## [QUESTIONS]
- A) According to the excerpt about a 30th birthday, which airline won't charge for the 25kg of excess baggage?
- B) Translate this sentence from the excerpt about a 30th birthday into Spanish: "The decision to start an online store will mean no funds for such a trip, and a job in events will mean there is no luxury of leave!"
- C) Write out the passage of the excerpt about a 30th birthday from "You’ll get back" to "luxury of leave!", word for word.

You’ll get back from overseas 7kg overweight with 25kg of excess baggage that fortunately Aerolineas Argentinas won’t charge you for. There’ll be a slight issue upon your return, something to do with not fitting into a bridesmaid dress. You’ll get the weight off by eating nothing but protein for 11 days, which will seem like a good idea at the time, it will be kinda awkward though when your noisy vomiting in the toilet puts the post wedding barbeque guests off their lunch.
Your 30th calendar year will start off full of promise and promises. You’ll swear that you’re not going to be in NZ for your 30th and you’ll draft itineraries for a fortnight away. Thailand? Indonesia? LA-San Fran-Vegas-Hawaii? The decision to start an online store will mean no funds for such a trip, and a job in events will mean there is no luxury of leave!
But for the love of two very special ladies, you will almost spend your birthday at home, with your iPad and your laptop watching reality TV. These amazing females will whisk you away to Vegas, Rotovegas. They’ll book you a male masseuse, hoping that he’s a Swedish God. He’ll be Indian with super soft hands and it will be a fabulous analogy for your life thus far. You’ll wake up in a hotel room with a Gatorade on the pillow beside you, a baby in the wardrobe and a tiger in the bathroom. You’ll go to a bakery and buy one of almost everything, and then remember that you’re meant to be “on your A Game” for your 30th.
By the eve of your 30th birthday you’ll be feeling quite depressed. You’ll be thinking about all the things on your mental bucket list that you were meant to do by the time you were 30. You’ll dwell on the fact that you’re hours away from 30, living with your parents and a collection of cats and you have a spare room full to the brim of clothes, about which your dad often asks “are you sure people are going to want to buy that stuff??”
You’ll wake up on your birthday relatively spritely for someone who took three times the recommended dose of sleeping tablets the night before. Not in an effort to never wake up, just so that you could get some sleep. You’ll forget it’s your birthday, and you’ll be stood up for an early morning walk, but somehow get up anyway. You won’t remember it’s your birthday until your mum comes down and wishes you a happy birthday and gives you a cuddle (reserved for when you’re going overseas, returning from overseas or celebrating a birthday) and presents the parcel that your sister sent that she denied arrived.

## [INFORMATION SHOWN]
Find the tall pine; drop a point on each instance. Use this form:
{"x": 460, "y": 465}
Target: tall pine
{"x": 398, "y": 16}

==

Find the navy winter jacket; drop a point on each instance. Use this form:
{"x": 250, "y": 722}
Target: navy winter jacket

## [SOLUTIONS PER TASK]
- A) Aerolineas Argentinas

- B) ¡La decisión de abrir una tienda en línea significará que no habrá fondos para un viaje así, y un trabajo en eventos significará que no habrá el lujo de tomarse días libres!

- C)
You’ll get back from overseas 7kg overweight with 25kg of excess baggage that fortunately Aerolineas Argentinas won’t charge you for. There’ll be a slight issue upon your return, something to do with not fitting into a bridesmaid dress. You’ll get the weight off by eating nothing but protein for 11 days, which will seem like a good idea at the time, it will be kinda awkward though when your noisy vomiting in the toilet puts the post wedding barbeque guests off their lunch.
Your 30th calendar year will start off full of promise and promises. You’ll swear that you’re not going to be in NZ for your 30th and you’ll draft itineraries for a fortnight away. Thailand? Indonesia? LA-San Fran-Vegas-Hawaii? The decision to start an online store will mean no funds for such a trip, and a job in events will mean there is no luxury of leave!